(Texte à étudier)
################

Voici donc un aperçu de la série M.A.C.H. 1 pour ceux qui trouveraient un exemplaire de Super Force.
Je suis en train de lire le recueil M.A.C.H. 1 qui rassemble les premières aventures de John Probe, le héros de cette énième bande écrite par Pat Mills (entre autres). À ma connaissance, il n’y a que deux tomes, les aventures du personnage continuant de loin en loin sur les deux premières années d’existence du magazine.
La série M.A.C.H. 1 fait partie des titres ayant figuré dès le premier numéro de la légendaire revue 2000 A.D.. Elle est présente dans la première trentaine de livraisons, autant d’aventures compilées dans ce recueil. On notera qu’elle figure aux côtés de deux autres séries, Harlem Heroes, version super-héroïsées de sportifs dans laquelle s’illustrera Dave Gibbons, et Invasion, récit de guerre signé Pat Mills un brin bas du front, et sans concession. Comme cette dernière, M.A.C.H. 1 affiche un rythme soutenu (peu de pages par épisode), une vision du monde un peu manichéenne et un héros violent. D’une certaine manière, ces séries sont les héritières de celle que l’on pouvait trouver dans Battle (une revue de guerre plus musclée que la concurrence chez IPC) ou Action, deux revues que Mills a contribué à créer avant le lancement de 2000 A.D.
Dans M.A.C.H. 1, un peu comme dans Invasion même si cette dernière série affiche un mauvais esprit dès le premier chapitre, qui sera la marque de la revue, on a une action frénétique et un certain manque de recul. L’accent est mis sur le côté spectaculaire et bien entendu violent des péripéties, dans la droite ligne de ce qui s’est fait dans Action.
Le héros est John Probe, un agent volontaire soumis à un procédé scientifique novateur, visant à simuler par une acupuncture informatique (si si !) les capacités physiques. On est en 1977, et le héros, complètement en prise avec l’air du temps, en évoquera d’autres. Clairement, il rappelle Steve Austin, le héros de la série télévisée L’Homme qui valait trois milliards (inspirée du roman Cyborg de Martin Caidin), plus tout à fait humain, pas encore machine, à la solde de son pays et de la raison d’État qui y est associée.
Probe est également connecté à un ordinateur qui lui parle directement dans la tête, ce qui occasionne quelques dialogues amusants (car l’ordinateur n’a aucun humour), mais répétitifs, comme l’action. Là, on pense à un autre héros des années 1970, Deathlok, le cyborg futuriste de Marvel qui, lui aussi, tient des échanges marrants avec l’ordinateur qui lui cause dans la tête.

################

(Extraits des lignes)
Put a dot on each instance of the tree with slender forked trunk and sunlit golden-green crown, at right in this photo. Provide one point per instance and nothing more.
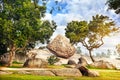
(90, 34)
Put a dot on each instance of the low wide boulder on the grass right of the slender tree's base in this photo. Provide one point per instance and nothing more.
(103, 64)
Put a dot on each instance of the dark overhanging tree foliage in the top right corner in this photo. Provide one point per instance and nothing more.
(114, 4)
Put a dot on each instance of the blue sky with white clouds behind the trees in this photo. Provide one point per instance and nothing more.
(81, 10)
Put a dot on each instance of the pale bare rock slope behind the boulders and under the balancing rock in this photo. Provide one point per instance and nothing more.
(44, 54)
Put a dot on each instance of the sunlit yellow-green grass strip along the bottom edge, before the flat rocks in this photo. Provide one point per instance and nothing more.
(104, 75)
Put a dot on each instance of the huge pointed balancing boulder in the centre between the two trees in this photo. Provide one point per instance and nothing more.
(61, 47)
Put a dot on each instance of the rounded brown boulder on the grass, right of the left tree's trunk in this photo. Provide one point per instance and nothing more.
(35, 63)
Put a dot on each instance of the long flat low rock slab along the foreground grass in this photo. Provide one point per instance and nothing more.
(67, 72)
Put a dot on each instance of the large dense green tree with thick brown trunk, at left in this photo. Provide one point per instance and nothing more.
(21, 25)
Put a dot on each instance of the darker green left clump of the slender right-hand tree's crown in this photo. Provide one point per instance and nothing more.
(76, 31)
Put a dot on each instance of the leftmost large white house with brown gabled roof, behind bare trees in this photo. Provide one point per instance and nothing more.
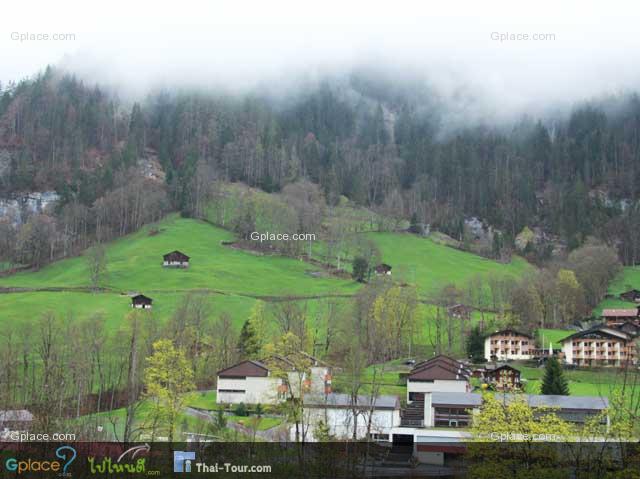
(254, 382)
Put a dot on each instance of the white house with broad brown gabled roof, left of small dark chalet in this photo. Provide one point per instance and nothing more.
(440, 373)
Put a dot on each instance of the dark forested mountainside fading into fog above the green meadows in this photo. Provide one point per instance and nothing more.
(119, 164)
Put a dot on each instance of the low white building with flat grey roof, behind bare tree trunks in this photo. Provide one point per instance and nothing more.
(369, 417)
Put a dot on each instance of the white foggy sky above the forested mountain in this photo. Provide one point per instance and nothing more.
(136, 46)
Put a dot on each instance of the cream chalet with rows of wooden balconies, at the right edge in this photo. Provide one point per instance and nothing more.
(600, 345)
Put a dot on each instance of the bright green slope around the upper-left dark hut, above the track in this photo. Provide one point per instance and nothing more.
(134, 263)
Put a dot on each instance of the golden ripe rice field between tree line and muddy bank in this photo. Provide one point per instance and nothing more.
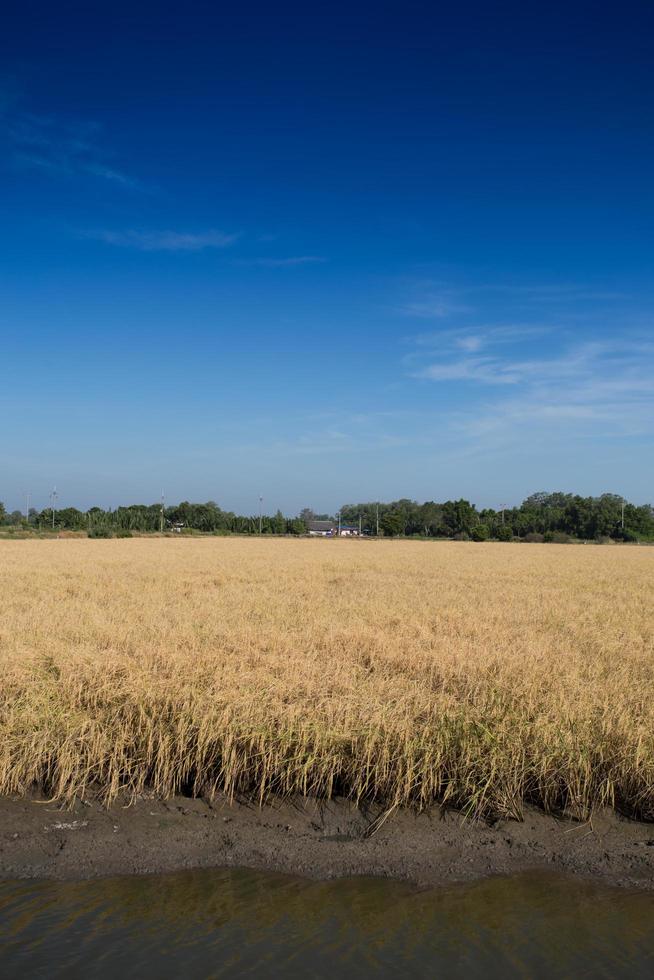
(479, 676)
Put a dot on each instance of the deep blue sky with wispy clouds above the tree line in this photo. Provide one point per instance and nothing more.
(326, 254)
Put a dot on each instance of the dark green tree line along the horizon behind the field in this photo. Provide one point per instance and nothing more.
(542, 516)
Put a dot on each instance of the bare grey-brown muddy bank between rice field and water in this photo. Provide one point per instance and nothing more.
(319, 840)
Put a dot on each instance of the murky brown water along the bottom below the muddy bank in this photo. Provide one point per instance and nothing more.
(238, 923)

################

(Consigne) Réécris le passage du texte sur M.A.C.H. 1 qui va de "Dans M.A.C.H. 1, un" à "fait dans Action.", en mettant "effrénée" à la place de "frénétique".

(Résultat)
Dans M.A.C.H. 1, un peu comme dans Invasion même si cette dernière série affiche un mauvais esprit dès le premier chapitre, qui sera la marque de la revue, on a une action effrénée et un certain manque de recul. L’accent est mis sur le côté spectaculaire et bien entendu violent des péripéties, dans la droite ligne de ce qui s’est fait dans Action.